**Exercise input**.
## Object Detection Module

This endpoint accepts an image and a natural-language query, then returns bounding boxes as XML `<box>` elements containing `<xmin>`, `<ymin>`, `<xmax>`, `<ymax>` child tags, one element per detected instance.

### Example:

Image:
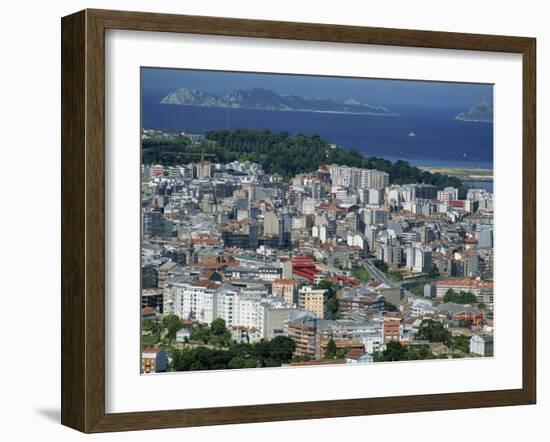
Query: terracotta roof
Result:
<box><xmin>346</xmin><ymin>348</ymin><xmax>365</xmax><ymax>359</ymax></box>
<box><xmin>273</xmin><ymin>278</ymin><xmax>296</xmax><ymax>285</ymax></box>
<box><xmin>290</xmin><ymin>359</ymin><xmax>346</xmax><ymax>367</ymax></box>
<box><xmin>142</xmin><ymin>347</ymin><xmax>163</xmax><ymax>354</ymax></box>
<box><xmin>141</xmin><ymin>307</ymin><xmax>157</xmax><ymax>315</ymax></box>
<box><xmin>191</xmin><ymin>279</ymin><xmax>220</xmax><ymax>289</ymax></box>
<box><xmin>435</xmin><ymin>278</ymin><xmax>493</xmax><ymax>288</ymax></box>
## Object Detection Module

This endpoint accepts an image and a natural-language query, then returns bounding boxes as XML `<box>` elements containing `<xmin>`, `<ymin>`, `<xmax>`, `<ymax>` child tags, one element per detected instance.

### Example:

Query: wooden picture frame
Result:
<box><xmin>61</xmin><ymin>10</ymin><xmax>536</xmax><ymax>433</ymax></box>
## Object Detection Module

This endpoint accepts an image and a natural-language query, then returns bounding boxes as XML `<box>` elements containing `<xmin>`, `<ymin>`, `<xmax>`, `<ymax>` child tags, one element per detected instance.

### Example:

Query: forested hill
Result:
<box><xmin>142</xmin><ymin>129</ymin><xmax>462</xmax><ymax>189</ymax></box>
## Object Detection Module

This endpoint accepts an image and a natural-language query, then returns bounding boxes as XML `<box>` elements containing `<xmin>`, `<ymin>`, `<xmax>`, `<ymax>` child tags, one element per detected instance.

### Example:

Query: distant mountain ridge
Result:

**Set task**.
Turn all of the material above into a Markdown table with the columns Row and Text, numbering each non-blank line and skipping blank lines. Leave the pictures out.

**Correct response**.
| Row | Text |
|---|---|
| 1 | ## Object Detection Module |
| 2 | This endpoint accepts an image and a natural-language query, then returns bounding boxes as XML `<box>` elements containing `<xmin>`, `<ymin>`, `<xmax>`, `<ymax>` child tags, one element per detected instance. |
| 3 | ### Example: |
| 4 | Image: |
| 5 | Query: terracotta roof |
| 6 | Result: |
| 7 | <box><xmin>346</xmin><ymin>348</ymin><xmax>365</xmax><ymax>359</ymax></box> |
| 8 | <box><xmin>273</xmin><ymin>278</ymin><xmax>296</xmax><ymax>285</ymax></box> |
| 9 | <box><xmin>290</xmin><ymin>359</ymin><xmax>346</xmax><ymax>367</ymax></box> |
| 10 | <box><xmin>142</xmin><ymin>347</ymin><xmax>163</xmax><ymax>354</ymax></box> |
| 11 | <box><xmin>141</xmin><ymin>307</ymin><xmax>157</xmax><ymax>315</ymax></box> |
| 12 | <box><xmin>191</xmin><ymin>279</ymin><xmax>220</xmax><ymax>289</ymax></box> |
| 13 | <box><xmin>435</xmin><ymin>278</ymin><xmax>493</xmax><ymax>288</ymax></box> |
| 14 | ## Object Detection Module |
| 15 | This endpoint accepts an image and a natural-language query, then returns bounding boxes as XML `<box>` elements containing `<xmin>`, `<ymin>`, `<xmax>`, `<ymax>` child tags, one element per detected instance. |
| 16 | ### Example: |
| 17 | Query: wooden picture frame |
| 18 | Result: |
| 19 | <box><xmin>61</xmin><ymin>10</ymin><xmax>536</xmax><ymax>433</ymax></box> |
| 20 | ## Object Detection Module |
| 21 | This endpoint accepts an image and a natural-language query, then returns bounding boxes as XML `<box>` elements containing `<xmin>`, `<ymin>`, `<xmax>`, `<ymax>` child tags, one element per detected instance. |
| 22 | ### Example: |
| 23 | Query: forested hill |
| 24 | Result: |
| 25 | <box><xmin>142</xmin><ymin>129</ymin><xmax>462</xmax><ymax>189</ymax></box> |
| 26 | ## Object Detection Module |
| 27 | This endpoint accepts an image and a natural-language query, then returns bounding boxes as XML `<box>` elements containing `<xmin>`, `<ymin>`, `<xmax>`, `<ymax>` child tags, one element per detected instance. |
| 28 | ### Example: |
| 29 | Query: distant mountain ridge |
| 30 | Result: |